WHAT IS REQUIRED: Each line from the one containing "Expected: for every instance of the index" through the last line of the records below is to be set down exactly; the rest stays out.

== Segment start ==

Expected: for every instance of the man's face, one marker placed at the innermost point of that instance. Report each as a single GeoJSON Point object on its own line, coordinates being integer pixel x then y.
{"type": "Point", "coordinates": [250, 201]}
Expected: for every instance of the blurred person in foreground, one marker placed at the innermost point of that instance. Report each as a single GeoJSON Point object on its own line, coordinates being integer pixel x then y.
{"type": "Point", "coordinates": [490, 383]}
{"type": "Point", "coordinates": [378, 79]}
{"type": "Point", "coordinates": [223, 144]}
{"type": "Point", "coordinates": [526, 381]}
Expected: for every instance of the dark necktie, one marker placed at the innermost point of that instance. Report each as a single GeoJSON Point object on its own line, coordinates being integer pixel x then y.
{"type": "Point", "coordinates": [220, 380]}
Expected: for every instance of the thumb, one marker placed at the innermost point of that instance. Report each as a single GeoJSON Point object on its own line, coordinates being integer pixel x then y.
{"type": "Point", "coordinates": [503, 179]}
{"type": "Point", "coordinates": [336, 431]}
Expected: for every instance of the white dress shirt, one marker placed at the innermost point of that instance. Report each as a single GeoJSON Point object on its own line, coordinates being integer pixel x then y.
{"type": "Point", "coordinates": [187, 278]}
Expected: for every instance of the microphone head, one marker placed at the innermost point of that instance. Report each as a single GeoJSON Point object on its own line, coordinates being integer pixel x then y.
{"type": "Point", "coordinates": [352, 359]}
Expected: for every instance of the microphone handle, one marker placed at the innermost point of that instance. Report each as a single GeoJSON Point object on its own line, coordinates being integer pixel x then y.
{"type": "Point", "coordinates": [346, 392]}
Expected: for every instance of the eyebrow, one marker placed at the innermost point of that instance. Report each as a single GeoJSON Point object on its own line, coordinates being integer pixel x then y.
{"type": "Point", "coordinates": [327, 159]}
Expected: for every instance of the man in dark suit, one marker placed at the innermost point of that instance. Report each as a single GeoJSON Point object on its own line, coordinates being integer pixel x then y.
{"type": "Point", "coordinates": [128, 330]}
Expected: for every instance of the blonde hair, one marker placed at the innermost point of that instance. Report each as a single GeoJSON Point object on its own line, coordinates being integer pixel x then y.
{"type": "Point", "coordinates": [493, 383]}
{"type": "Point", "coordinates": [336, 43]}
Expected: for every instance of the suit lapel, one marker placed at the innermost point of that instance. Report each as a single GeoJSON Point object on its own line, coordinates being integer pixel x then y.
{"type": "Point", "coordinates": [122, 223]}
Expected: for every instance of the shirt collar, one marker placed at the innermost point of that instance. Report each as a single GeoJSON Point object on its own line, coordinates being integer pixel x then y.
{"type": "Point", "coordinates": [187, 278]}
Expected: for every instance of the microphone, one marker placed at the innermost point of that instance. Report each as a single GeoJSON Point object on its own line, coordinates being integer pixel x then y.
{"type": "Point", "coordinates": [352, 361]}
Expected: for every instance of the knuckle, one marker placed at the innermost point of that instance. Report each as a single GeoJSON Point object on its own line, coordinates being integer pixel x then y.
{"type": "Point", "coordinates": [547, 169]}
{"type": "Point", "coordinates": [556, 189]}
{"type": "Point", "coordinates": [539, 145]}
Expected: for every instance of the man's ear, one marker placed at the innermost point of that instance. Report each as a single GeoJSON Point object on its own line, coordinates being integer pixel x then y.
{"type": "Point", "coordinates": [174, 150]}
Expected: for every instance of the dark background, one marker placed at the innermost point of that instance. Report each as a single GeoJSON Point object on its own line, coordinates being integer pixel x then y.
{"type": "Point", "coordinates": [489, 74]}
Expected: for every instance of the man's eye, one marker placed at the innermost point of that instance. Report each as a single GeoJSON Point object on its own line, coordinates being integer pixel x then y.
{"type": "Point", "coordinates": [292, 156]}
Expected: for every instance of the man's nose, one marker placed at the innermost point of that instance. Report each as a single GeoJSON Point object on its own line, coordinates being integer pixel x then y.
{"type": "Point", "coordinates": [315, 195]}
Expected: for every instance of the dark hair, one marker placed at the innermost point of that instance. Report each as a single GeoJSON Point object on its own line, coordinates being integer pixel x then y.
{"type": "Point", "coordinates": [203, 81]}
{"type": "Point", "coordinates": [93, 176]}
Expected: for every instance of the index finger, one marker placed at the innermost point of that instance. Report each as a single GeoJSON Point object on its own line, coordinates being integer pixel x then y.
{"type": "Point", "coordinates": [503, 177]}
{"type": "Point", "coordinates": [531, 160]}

== Segment end ==

RESULT:
Expected: for every instance of the index finger, one marker placed at the innermost point of that instance. Report each as a single GeoJSON Point object on its own line, coordinates being integer pixel x then y.
{"type": "Point", "coordinates": [503, 177]}
{"type": "Point", "coordinates": [531, 160]}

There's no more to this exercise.